**What is being asked**
Extract the full set of records, then give each one again exactly.

**Materials provided**
====
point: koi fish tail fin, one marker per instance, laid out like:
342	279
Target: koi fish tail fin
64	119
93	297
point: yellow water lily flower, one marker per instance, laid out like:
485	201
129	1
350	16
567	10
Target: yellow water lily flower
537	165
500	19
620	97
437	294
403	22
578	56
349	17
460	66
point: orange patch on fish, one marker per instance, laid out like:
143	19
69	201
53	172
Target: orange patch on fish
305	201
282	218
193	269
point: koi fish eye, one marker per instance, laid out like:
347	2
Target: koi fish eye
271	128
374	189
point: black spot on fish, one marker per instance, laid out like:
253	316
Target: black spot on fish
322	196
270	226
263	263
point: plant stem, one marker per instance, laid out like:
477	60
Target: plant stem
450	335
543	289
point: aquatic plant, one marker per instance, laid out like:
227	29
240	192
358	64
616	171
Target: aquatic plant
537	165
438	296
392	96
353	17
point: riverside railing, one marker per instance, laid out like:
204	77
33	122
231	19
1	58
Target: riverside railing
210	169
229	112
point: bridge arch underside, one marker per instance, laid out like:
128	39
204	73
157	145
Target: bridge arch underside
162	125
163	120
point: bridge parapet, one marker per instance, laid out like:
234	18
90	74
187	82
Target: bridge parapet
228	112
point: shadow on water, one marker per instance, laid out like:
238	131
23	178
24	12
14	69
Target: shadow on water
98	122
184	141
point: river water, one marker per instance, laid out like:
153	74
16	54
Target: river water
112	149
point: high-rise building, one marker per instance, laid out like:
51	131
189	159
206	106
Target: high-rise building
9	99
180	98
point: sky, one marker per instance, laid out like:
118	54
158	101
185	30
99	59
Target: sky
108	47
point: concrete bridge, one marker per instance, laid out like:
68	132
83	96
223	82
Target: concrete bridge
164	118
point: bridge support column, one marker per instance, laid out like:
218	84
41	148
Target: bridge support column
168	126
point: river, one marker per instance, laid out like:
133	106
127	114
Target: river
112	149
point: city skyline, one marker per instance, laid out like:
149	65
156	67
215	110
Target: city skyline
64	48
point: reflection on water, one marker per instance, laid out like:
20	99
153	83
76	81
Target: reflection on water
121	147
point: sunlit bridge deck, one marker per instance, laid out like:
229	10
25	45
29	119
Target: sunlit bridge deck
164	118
====
**Finished exercise**
point: koi fish tail fin, one marker per instance, laid out like:
342	279
Target: koi fish tail fin
64	119
93	297
point: yellow water lily flower, one marker per instance, laid out like:
485	201
129	1
350	16
567	10
Target: yellow water lily flower
537	165
500	19
620	97
437	294
403	22
578	56
349	17
460	66
point: orange patch on fish, one marker per instance, laid out like:
143	19
69	201
53	172
Target: orange patch on fish
305	201
282	218
193	269
point: koi fish eye, one marker per instance, laid out like:
347	2
Target: koi fish eye
271	128
374	189
point: black spot on fish, one marker per instance, laid out like:
253	316
Target: black spot on fish
322	196
270	226
263	263
point: plant stem, one marker per instance, laid out like:
477	60
Target: plant stem
450	335
543	289
point: aquatic plant, one marker per instance, laid out like:
227	29
240	192
358	64
616	171
Target: aquatic plant
537	165
438	296
392	96
353	17
point: riverside railing, one marker per instance, laid out like:
204	77
33	122
231	19
1	58
Target: riverside railing
210	169
229	112
point: bridge arch underside, one marker per instance, laid out like:
128	39
204	73
157	145
Target: bridge arch underside
162	125
163	120
point: bridge parapet, one marker per instance, laid out like:
234	18
90	74
187	82
Target: bridge parapet
228	112
point: shadow on water, one marker per instance, laid out like:
238	131
23	178
24	12
14	69
Target: shadow on water
98	122
184	141
point: river water, one marker per instance, laid out like:
153	74
16	54
Target: river water
112	149
point: high-rise building, one marker per instance, laid out like:
51	131
189	159
206	106
Target: high-rise building
9	99
180	98
point: sky, one marker per instance, laid out like:
118	54
158	101
185	30
99	59
Target: sky
108	47
point: concrete bridge, one marker per instance, laid out like:
68	132
83	96
223	82
Target: concrete bridge
164	118
point: bridge support column, one marker per instance, laid out like:
218	84
41	148
Target: bridge support column
168	126
point: river, one marker per instance, laid out like:
133	106
127	114
Target: river
112	149
point: city skyline, one marker per instance, laid out like:
149	65
156	67
215	110
Target: city skyline
64	48
point: reflection on water, one marker per instance, laid out like:
20	99
153	83
76	81
Target: reflection on water
121	147
point: sunlit bridge deck, one marker per instance, laid out like:
229	10
25	45
29	119
Target: sunlit bridge deck
164	118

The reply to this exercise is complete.